REQUIRED TASK
Find every line in the records below that contains the word "plant", and copy each of those lines.

DATA EXTRACT
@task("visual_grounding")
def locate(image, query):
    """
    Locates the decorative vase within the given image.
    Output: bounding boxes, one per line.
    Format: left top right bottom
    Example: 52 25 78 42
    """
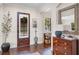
1 43 10 52
55 31 62 37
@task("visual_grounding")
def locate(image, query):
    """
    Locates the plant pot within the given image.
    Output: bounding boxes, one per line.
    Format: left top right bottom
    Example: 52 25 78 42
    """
1 43 10 52
55 31 62 37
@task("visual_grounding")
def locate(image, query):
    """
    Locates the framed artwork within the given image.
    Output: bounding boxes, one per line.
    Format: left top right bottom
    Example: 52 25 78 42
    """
17 12 30 38
45 18 51 31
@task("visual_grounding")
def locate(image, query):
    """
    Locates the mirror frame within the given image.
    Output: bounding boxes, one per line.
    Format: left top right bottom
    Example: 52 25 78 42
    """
58 4 79 35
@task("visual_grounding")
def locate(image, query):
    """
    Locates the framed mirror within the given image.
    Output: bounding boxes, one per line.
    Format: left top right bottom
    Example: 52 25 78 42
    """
58 4 78 33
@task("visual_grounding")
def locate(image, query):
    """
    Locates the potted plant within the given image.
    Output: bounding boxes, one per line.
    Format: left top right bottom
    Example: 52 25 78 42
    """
1 12 12 52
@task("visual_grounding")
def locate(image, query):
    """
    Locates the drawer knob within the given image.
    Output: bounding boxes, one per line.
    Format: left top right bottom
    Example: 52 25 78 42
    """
64 52 67 55
64 42 67 45
64 47 67 50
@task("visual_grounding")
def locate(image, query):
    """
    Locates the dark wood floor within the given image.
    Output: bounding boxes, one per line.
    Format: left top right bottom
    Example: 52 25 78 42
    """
0 44 51 55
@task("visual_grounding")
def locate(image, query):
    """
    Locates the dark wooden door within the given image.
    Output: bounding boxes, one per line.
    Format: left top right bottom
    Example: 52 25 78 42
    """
17 12 30 47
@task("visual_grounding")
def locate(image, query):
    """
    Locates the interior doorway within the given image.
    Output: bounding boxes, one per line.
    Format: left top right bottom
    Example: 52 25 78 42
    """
17 12 30 47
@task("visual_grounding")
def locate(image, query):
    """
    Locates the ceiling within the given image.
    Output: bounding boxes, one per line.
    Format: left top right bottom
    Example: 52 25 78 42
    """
3 3 58 12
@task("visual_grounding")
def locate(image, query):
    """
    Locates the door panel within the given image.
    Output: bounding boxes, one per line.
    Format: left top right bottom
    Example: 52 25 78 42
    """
17 12 30 47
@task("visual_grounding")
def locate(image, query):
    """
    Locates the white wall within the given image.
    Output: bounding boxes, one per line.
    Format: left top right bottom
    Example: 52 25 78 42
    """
0 4 43 48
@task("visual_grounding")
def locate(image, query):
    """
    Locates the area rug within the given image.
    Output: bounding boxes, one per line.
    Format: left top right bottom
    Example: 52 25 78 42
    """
16 51 40 55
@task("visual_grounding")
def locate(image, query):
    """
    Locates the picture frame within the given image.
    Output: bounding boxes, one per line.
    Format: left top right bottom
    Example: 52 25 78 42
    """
17 12 30 38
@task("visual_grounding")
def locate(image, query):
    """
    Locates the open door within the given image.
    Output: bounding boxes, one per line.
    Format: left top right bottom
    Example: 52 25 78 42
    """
17 12 30 47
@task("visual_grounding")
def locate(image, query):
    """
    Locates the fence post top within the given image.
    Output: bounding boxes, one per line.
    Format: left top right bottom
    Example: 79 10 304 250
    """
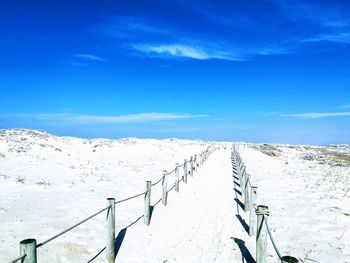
281 256 299 263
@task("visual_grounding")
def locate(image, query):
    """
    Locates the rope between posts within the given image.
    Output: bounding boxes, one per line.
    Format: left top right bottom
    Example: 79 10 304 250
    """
115 191 147 204
9 146 216 263
151 176 163 186
9 255 27 263
36 206 110 248
263 214 282 259
167 167 176 175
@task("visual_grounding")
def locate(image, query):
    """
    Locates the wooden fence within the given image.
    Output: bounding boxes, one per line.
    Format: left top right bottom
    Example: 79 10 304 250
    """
231 145 299 263
10 145 217 263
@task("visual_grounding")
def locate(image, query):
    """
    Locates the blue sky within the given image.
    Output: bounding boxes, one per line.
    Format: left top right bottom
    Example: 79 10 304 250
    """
0 0 350 144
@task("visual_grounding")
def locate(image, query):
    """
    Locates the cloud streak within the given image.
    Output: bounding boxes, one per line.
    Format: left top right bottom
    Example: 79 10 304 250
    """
131 44 243 61
282 112 350 119
2 112 208 124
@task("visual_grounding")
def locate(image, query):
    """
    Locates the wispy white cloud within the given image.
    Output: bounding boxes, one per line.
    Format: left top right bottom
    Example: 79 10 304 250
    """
2 112 208 124
74 54 106 61
303 31 350 44
131 44 243 61
282 112 350 119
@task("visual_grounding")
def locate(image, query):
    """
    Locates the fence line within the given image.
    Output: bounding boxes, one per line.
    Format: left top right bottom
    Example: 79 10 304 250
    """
231 145 299 263
9 145 217 263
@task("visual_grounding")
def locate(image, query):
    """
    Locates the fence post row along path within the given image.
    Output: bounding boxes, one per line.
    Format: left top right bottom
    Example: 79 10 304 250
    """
9 145 218 263
231 145 299 263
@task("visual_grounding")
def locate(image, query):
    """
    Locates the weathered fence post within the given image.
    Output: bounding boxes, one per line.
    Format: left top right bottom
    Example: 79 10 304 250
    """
190 156 193 176
106 198 115 263
281 256 299 263
249 186 258 236
244 175 251 212
19 239 37 263
175 163 180 192
184 159 187 184
162 170 168 205
143 181 151 226
256 205 269 263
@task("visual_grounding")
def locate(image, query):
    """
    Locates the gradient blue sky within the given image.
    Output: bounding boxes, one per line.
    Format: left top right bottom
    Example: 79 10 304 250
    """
0 0 350 144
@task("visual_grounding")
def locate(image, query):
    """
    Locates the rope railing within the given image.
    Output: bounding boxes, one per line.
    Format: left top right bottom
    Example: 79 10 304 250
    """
231 145 299 263
9 146 216 263
36 206 109 248
115 192 147 204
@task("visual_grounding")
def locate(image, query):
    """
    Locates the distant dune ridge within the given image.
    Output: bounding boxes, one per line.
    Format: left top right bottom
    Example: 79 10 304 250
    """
0 129 350 263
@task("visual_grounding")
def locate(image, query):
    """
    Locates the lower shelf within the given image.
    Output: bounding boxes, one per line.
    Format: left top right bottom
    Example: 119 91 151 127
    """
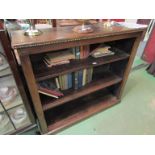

WRITTEN RESPONSE
    Locates the plant pot within the given image.
    Locates the potted plant within the given image.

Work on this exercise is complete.